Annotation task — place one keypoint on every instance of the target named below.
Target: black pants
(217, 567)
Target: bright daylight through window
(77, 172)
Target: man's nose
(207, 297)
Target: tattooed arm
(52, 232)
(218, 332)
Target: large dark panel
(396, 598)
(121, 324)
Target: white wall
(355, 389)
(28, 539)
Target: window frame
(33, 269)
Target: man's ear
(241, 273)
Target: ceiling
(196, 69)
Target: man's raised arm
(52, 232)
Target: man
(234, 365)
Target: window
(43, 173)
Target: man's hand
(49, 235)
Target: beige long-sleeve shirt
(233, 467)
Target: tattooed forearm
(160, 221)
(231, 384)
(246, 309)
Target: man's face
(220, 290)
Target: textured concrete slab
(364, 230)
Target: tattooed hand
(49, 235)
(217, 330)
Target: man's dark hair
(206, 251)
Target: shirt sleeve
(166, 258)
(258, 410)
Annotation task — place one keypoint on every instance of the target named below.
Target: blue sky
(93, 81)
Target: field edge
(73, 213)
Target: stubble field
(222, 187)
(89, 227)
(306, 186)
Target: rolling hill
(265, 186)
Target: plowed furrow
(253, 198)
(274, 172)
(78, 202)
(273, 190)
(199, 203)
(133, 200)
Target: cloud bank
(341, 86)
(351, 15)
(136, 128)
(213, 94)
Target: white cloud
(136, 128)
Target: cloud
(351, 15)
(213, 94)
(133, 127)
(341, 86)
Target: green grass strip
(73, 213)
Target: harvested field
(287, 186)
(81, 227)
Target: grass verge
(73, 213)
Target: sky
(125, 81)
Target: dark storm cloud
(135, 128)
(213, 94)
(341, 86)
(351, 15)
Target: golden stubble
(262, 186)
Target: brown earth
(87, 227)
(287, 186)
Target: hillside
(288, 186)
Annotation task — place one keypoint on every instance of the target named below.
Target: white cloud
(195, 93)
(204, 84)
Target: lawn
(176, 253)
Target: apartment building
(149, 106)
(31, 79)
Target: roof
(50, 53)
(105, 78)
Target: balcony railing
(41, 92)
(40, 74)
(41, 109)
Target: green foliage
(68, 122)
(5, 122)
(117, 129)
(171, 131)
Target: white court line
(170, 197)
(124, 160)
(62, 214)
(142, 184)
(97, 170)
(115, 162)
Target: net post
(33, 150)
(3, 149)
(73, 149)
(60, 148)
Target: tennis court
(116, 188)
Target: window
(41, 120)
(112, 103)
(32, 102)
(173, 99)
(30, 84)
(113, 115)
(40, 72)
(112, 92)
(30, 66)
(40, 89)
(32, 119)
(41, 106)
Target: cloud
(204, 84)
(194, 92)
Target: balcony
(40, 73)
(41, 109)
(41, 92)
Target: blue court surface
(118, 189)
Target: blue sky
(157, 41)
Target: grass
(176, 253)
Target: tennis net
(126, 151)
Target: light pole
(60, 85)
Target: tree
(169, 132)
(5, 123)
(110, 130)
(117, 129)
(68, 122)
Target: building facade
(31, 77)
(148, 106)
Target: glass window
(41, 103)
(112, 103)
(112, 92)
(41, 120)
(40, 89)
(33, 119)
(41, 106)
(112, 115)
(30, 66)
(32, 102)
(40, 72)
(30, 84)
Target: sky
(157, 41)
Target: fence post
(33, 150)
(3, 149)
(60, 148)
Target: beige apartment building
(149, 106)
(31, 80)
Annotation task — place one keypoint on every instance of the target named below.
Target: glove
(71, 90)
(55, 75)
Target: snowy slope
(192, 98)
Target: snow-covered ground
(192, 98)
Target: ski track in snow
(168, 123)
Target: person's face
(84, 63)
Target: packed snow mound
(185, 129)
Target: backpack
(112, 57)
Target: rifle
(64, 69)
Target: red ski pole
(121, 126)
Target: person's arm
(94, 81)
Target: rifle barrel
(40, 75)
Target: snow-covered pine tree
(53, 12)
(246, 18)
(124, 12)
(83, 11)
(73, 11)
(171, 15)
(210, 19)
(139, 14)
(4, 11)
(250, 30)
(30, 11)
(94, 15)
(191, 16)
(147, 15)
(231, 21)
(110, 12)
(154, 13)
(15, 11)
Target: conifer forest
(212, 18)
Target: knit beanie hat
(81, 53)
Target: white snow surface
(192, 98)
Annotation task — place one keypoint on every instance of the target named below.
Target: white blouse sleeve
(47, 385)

_What to do_:
Copy every entry exactly.

_Your solution_:
Annotation task — place one keypoint on every instance of the target named below.
Target: black pants
(217, 567)
Target: bright daylight through window
(77, 172)
Target: man's nose
(207, 297)
Target: tattooed arm
(52, 232)
(218, 332)
Target: large dark panel
(396, 598)
(121, 324)
Target: white wall
(355, 389)
(28, 539)
Target: window frame
(33, 269)
Target: man's ear
(241, 273)
Target: ceiling
(196, 69)
Target: man's raised arm
(52, 232)
Target: man
(234, 365)
Target: window
(43, 173)
Target: man's hand
(49, 235)
Target: beige long-sleeve shirt
(233, 467)
Target: tattooed forearm
(160, 221)
(231, 384)
(246, 309)
Target: man's face
(220, 290)
Target: textured concrete slab
(364, 230)
Target: tattooed hand
(49, 235)
(217, 330)
Target: man's dark hair
(206, 251)
Target: shirt sleeve
(166, 258)
(258, 410)
Annotation task — place one keypoint on every instance of the target named below.
Target: blue sky
(93, 81)
Target: field edge
(73, 213)
Target: stubble field
(222, 187)
(89, 227)
(306, 186)
Target: rolling hill
(265, 186)
Target: plowed furrow
(253, 198)
(274, 172)
(78, 202)
(273, 190)
(199, 203)
(133, 200)
Target: cloud bank
(341, 86)
(351, 15)
(136, 128)
(213, 94)
Target: white cloud
(136, 128)
Target: cloud
(351, 15)
(213, 94)
(133, 127)
(341, 86)
Target: green grass strip
(73, 213)
Target: harvested field
(287, 186)
(81, 227)
Target: grass verge
(73, 213)
Target: sky
(125, 81)
Target: dark storm cloud
(135, 128)
(213, 94)
(341, 86)
(351, 15)
Target: golden stubble
(262, 186)
Target: brown earth
(87, 227)
(287, 186)
Target: hillside
(288, 186)
Annotation task — place one keypoint on every instance of the target named below.
Target: white cloud
(195, 93)
(204, 84)
Target: lawn
(176, 253)
Target: apartment building
(149, 106)
(31, 79)
Target: roof
(50, 53)
(105, 78)
Target: balcony railing
(41, 92)
(40, 74)
(41, 109)
Target: green foliage
(68, 122)
(5, 122)
(117, 129)
(171, 131)
Target: white court line
(170, 197)
(124, 160)
(62, 214)
(142, 184)
(97, 170)
(115, 162)
Target: net post
(33, 150)
(3, 149)
(73, 149)
(60, 148)
Target: tennis court
(116, 188)
Target: window
(41, 120)
(112, 103)
(32, 102)
(173, 99)
(30, 84)
(113, 115)
(40, 72)
(112, 92)
(30, 66)
(40, 89)
(32, 119)
(41, 106)
Target: cloud
(204, 84)
(194, 92)
Target: balcony
(40, 73)
(41, 109)
(41, 92)
Target: blue court surface
(118, 189)
Target: blue sky
(157, 41)
Target: grass
(176, 253)
Target: tennis net
(126, 151)
Target: light pole
(60, 85)
Target: tree
(169, 132)
(5, 123)
(110, 130)
(117, 129)
(68, 122)
Target: building facade
(31, 77)
(148, 106)
Target: glass window
(41, 103)
(112, 103)
(112, 92)
(41, 120)
(40, 89)
(33, 119)
(41, 106)
(112, 115)
(30, 66)
(32, 102)
(40, 72)
(30, 84)
Target: sky
(157, 41)
Target: fence post
(33, 150)
(3, 149)
(60, 148)
Target: beige apartment building
(149, 106)
(31, 80)
Annotation task — place one keypoint on every instance of the target named below.
Target: glove
(71, 90)
(55, 75)
Target: snowy slope
(192, 98)
Target: snow-covered ground
(192, 98)
Target: ski track in snow
(168, 123)
Target: person's face
(84, 63)
Target: packed snow mound
(185, 129)
Target: backpack
(112, 57)
Target: rifle
(64, 69)
Target: red ski pole
(121, 126)
Target: person's arm
(94, 81)
Target: rifle barrel
(40, 75)
Target: snow-covered pine tree
(53, 12)
(246, 18)
(124, 12)
(83, 11)
(73, 11)
(171, 15)
(210, 19)
(139, 14)
(4, 11)
(250, 30)
(30, 11)
(94, 15)
(191, 16)
(147, 15)
(231, 21)
(110, 12)
(154, 13)
(15, 11)
Target: conifer forest
(212, 18)
Target: knit beanie hat
(81, 53)
Target: white snow surface
(192, 98)
Annotation task — place one keypoint on every instance of the target named below.
Target: white blouse sleeve
(47, 385)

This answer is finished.